INSTRUCTIONS |
(1) How would this sentence from the post on unpivoting a dataframe read in Spanish: "What's a good way of unpivoting a dataframe without having to hard-code the column names, I've 50+ columns that need to switch to rows."
(2) Can you carry the post on unpivoting a dataframe forward from its last line?

Reputation: 89
What's a good way of unpivoting a dataframe without having to hard-code the column names, I've 50+ columns that need to switch to rows. I've tried the following, given this example:
Using Python 2.7
df:
+----------+-------+-------+-------+-------+-------+
|Category |Col_A |Col_B |Col_C |Col_D |.......|
+----------+-------+-------+-------+-------+-------+
|Category1 |1 |0 |3 |0 |.......|
+----------+-------+-------+-------+-------+-------+
|Category2 |5 |0 |2 |0 |.......|
+----------+-------+-------+-------+-------+-------+
|Category3 |0 |6 |0 |4 |.......|
+----------+-------+-------+-------+-------+-------+
Code:
Determine the column (Col_X) names:
cols = df.columns[1:]
Gets the column count and creates the format 'Col_X', Col_X for each:
x = ""
cnt = 0
for c in cols:
cnt += 1
x += "'"+str(c)+"', " + str(c) + ", "

RECORD SET |
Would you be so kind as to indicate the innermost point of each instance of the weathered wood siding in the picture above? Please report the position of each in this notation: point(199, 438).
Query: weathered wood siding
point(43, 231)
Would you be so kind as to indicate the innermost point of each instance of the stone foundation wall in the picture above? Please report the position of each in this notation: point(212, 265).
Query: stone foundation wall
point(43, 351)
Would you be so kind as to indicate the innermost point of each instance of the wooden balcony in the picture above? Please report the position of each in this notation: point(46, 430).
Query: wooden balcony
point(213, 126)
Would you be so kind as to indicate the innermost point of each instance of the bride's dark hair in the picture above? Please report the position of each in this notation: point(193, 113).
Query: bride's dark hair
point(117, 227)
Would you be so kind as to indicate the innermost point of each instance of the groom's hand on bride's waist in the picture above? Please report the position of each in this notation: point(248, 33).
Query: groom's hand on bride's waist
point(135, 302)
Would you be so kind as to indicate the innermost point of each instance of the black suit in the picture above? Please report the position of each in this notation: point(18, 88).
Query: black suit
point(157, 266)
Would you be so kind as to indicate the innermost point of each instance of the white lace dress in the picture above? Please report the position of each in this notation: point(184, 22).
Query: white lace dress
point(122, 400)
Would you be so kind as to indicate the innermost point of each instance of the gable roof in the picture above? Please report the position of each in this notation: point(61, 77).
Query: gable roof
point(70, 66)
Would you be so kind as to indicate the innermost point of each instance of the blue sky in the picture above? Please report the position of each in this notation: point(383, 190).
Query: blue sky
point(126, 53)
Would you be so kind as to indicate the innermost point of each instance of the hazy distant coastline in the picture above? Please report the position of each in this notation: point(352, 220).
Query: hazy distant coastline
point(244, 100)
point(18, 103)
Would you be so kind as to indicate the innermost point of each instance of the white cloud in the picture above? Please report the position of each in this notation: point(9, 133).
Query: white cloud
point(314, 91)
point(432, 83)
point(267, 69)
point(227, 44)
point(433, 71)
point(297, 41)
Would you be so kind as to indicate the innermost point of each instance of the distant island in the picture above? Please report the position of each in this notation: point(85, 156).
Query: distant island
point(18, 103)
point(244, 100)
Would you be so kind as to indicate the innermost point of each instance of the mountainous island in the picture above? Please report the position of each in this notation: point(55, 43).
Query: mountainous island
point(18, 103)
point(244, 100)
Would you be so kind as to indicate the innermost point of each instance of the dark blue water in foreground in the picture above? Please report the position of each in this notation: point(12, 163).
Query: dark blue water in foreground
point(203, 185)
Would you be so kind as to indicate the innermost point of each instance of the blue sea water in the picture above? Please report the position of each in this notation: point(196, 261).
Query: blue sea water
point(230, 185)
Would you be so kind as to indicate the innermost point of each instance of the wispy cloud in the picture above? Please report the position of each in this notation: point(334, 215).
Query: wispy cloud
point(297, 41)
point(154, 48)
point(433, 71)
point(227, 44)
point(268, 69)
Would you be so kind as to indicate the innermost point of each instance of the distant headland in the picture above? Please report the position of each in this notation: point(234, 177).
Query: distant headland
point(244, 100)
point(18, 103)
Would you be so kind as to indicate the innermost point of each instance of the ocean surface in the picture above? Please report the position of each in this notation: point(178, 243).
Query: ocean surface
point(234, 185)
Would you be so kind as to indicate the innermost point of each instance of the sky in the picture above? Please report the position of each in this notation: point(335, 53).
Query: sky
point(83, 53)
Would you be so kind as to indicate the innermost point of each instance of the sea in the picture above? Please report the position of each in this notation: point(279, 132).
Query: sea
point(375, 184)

WRITTEN RESPONSES |
(1) ¿Cuál es una buena manera de despivotar un dataframe sin tener que escribir a mano los nombres de las columnas? Tengo más de 50 columnas que deben convertirse en filas.

(2)
Removes last two characters:
x = x[:-2]
Creates the full expression:
xpr = "\"stack(" + str(cnt) + ", " + str(x) + ") as (Type,Value)\""
Output:
df_output = df.select("Category",expr(xpr))
But it returns something like this:
df_output.show()
+----------+-------+-------+-------+-------+-------+
|Category |stack(55, 'Col_A', Col_A, 'Col_B', Col_B....
+----------+-------+-------+-------+-------+-------+
|Category1 |
+----------+
|Category2 |
+----------+
|Category3 |
+----------+
Upvotes: 1
Views: 2122
Reputation: 89
I managed to make it work by applying this on the expression buildup:
xpr = """stack({}, {}) as (Type,Value)""".format(cnt,x)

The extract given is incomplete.